What we get here is a portrait of a woman as gray as the colorless clothes she favors, but nevertheless devoted to creating art, even though she’ll never make a living off it. At least she’s showing up.

And as much as “Showing Up” is a personality study, it is also an astonishingly lived-in depiction of a world whose inhabitants are devoted to creating.  Anyone familiar with an art school environment will find the film almost a documentary experience.

| Robert W. Butler

Natalie Portman, Julianne Moore

“MAY DECEMBER” My rating: B  (Netflix)

117 minutes | MPAA rating: R

Todd Hayne’s “May December” takes a lurid page from recent pop history and turns it into a troubling deep dive into bruised and battered psyches.

Set in moss-adorned Savannah, Samy Burch and Alex Mechanik’s screenplay centers on a visit from a Hollywood star.

Elizabeth Barry (Natalie Portman) has come to  town to research a role in an upcoming film. 

Specifically she’s here to interview and observe Gracie Yoo (Julianne Moore), the real-life woman she will be portraying.

When they first meet Gracie is hosting a raucus pre-graduation party for her college-bound twins and their friends. She’s obviously a perfectionist when it comes to wifely/motherly duties, but exhibits just enough world-weary Mom humor to soften her need to dominate every situation.

She appears determined to create a forced atmosphere of normalcy.

Right off the bat we notice something odd. There’s this guy, Joe (Charles Malton), about 20 years younger than Gracie who sometimes seems like a quiet servant. Is Joe her son? If so, isn’t that a rather disturbing kiss she plants on him?

What we quickly come to learn is that nearly two decades earlier Gracie and Joe were the center of a huge scandal.  The then-36-year-old Gracie had an affair with seventh grader Joe. She ended up having his baby in prison; they married upon her release and now have three offspring (the oldest, born behind bars, is already in college).

▸ **PROBLEM SET**
a – For each statement, answer yes or no according to the film review, and quote the words that decide it: (i) Gracie's twins are headed to college. (ii) Gracie gave birth to her oldest child while in prison. (iii) Todd Haynes wrote the screenplay for "May December."
b – Carry the film review forward from its final sentence with another paragraph or two in the same voice.
The data has no connection to the film review.

▸ **DATA SHOWN**
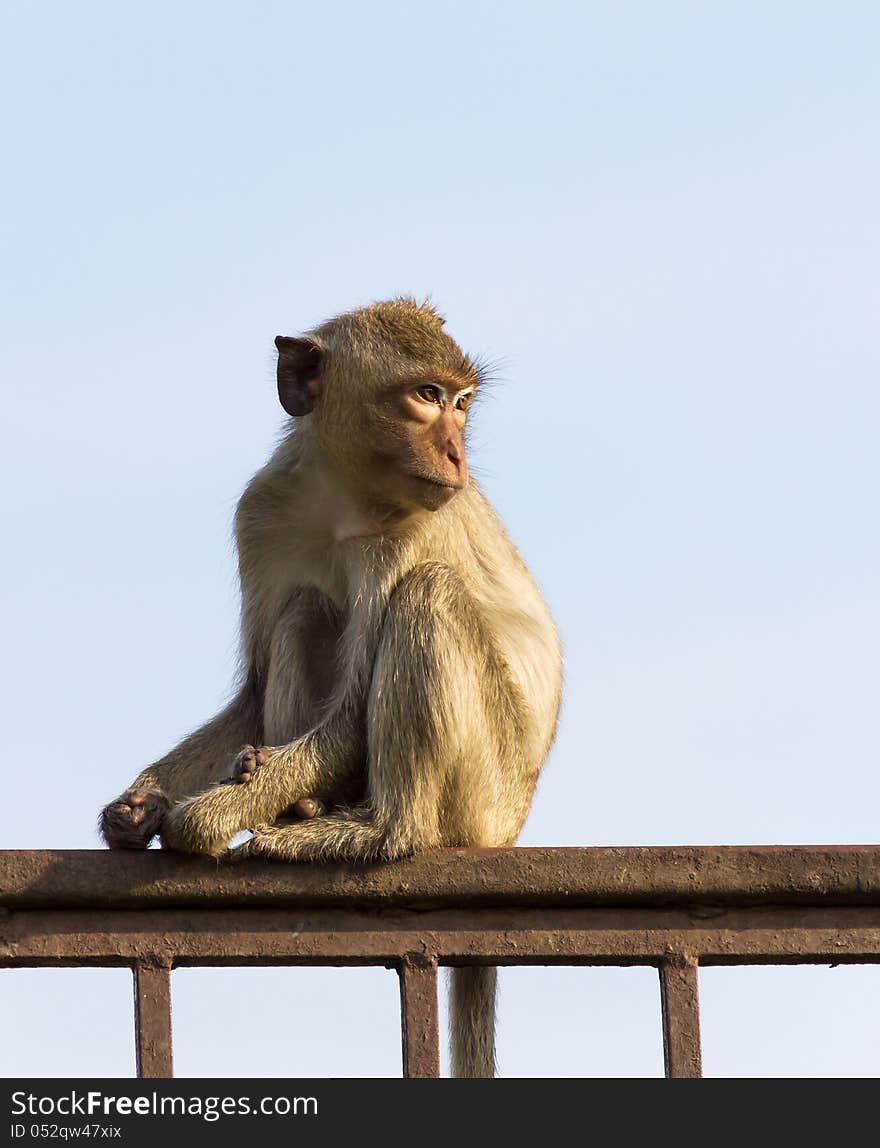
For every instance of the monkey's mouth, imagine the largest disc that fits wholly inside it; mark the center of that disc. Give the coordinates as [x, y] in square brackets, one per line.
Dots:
[452, 487]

▸ **ANSWERS TO THE TASKS**
a –
(i) Yes: "her college-bound twins"
(ii) Yes: "She ended up having his baby in prison"
(iii) No: "Samy Burch and Alex Mechanik’s screenplay"

b –
And, yes, “May December” is clearly inspired by the story of the late Mary Kay Letourneau. 

In a sense the film is a detective story, with Elizabeth interviewing participants in the sordid saga:  Gracie’s blindsided first husband (D.W. Moffett) and emotionally burned-out adult son (Cory Michael SmithI), the pet shop owner (Charles Green) in whose storeroom the illicit lovers were found in flagrante delicto, Gracie’s supportive best friend (Joan Reilly).

Julianne Moore, Charles Melton

Outwardly, anyway, Gracie seems to have come through it all more or less intact.  She claims to have “no doubts, no regrets.” She keeps busy baking cakes for friends and running her household.

But behind closed doors she is often weepy and anxiety-riddled, sobbing in the arms of Joe, who in her presence smothers his own individuality in order to give unquestioning support.  Their dynamic is truly squirm-worthy.

Gracie —who is less than thrilled with Hollywood having another go at her story (some years earlier there was a tacky made-for-TV movie) — tells Elizabeth that it was 13-year-old Joe who seduced her, not the other way around.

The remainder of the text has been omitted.